Everything from the line containing "Can you find the attic" through the last line of the records below should be printed exactly, please, and nothing else.

[begin Task material]

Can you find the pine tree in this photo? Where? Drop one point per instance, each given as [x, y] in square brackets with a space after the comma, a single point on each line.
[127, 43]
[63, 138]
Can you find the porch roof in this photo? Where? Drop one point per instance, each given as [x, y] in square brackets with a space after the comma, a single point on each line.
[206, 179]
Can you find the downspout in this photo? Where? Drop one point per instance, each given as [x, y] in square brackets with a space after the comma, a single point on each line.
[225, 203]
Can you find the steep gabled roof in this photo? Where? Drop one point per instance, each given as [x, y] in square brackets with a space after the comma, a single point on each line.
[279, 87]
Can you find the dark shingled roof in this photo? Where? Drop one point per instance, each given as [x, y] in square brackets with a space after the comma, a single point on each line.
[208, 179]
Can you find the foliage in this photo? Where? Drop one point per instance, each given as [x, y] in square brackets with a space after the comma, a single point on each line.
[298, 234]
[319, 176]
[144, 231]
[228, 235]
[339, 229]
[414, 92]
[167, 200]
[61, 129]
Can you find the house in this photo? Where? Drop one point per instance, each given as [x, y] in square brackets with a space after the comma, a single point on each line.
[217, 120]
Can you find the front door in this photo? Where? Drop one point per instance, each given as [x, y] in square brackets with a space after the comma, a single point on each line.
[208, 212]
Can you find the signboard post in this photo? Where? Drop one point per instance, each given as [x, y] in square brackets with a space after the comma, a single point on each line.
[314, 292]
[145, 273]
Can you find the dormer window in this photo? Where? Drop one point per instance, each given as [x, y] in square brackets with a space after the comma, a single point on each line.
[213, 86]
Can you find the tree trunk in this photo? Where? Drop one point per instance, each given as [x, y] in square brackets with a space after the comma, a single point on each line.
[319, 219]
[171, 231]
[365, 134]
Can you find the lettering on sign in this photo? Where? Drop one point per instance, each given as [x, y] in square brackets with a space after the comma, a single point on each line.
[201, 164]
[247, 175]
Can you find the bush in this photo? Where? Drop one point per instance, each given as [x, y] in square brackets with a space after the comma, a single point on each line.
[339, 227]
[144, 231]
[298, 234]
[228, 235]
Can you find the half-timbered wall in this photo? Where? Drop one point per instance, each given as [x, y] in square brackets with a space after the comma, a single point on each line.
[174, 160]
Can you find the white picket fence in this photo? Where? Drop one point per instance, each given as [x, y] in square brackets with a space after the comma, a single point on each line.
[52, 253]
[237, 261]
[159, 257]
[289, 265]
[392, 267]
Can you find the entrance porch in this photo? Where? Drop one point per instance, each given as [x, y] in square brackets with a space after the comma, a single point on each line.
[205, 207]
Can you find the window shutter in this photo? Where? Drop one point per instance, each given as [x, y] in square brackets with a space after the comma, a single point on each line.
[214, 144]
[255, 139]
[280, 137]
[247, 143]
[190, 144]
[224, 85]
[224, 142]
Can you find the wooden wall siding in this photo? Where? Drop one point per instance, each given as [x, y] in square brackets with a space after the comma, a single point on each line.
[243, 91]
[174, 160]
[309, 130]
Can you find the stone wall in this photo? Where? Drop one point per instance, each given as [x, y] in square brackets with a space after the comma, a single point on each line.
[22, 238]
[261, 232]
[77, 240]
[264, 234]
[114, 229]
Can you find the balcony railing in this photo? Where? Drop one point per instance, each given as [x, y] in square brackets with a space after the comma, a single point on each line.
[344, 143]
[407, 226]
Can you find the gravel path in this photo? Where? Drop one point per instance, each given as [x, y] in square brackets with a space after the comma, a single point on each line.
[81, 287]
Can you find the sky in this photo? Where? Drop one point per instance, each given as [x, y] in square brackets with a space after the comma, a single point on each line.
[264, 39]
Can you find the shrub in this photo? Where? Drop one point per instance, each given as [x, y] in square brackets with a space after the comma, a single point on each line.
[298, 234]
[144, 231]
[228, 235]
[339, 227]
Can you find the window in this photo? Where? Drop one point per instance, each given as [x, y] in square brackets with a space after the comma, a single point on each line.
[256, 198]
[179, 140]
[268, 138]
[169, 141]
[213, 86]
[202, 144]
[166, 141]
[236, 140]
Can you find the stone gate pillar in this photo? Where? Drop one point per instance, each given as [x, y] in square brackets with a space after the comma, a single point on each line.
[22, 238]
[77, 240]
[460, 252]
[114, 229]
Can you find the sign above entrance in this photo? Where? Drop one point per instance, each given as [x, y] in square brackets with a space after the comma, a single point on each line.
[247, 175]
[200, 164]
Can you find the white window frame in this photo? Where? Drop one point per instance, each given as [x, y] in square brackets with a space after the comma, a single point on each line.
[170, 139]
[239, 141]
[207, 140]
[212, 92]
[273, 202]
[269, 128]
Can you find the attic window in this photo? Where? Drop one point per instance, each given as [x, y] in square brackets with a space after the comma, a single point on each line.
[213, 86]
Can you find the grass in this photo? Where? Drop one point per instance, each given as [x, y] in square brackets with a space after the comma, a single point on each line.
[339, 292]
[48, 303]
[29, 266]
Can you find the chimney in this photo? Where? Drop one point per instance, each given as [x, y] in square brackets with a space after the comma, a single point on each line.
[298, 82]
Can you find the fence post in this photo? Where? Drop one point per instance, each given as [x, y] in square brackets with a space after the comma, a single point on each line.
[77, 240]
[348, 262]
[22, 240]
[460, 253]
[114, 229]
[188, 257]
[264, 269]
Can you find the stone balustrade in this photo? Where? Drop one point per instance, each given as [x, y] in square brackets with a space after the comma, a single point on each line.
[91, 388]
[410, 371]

[end Task material]

### Reply:
Can you find the attic window in this photo? Where? Drop one point per instance, each given as [x, y] in square brackets with a space after the comma, a single point on each line.
[213, 86]
Can you find the grass in this photo? Where? Drop one point per instance, each given as [x, y] in square brackets with a space after the comma, a single point on each line.
[339, 292]
[48, 303]
[29, 266]
Can you find the chimney in this photo? Where? Drop one point per instance, each given as [x, y] in square brackets with a space after the comma, a single point on each line.
[298, 82]
Can you find the fence post in this photo? Where? Drop one point per instance, each given as [x, y] in square brackets with a space after the comma, a single point on each line.
[77, 240]
[348, 262]
[22, 240]
[460, 253]
[114, 229]
[188, 257]
[264, 269]
Can you find the stone balustrade in this photo? Where? Drop one point per instance, each given as [x, y] in square brackets with a space after the comma, a single point on each line.
[91, 388]
[410, 371]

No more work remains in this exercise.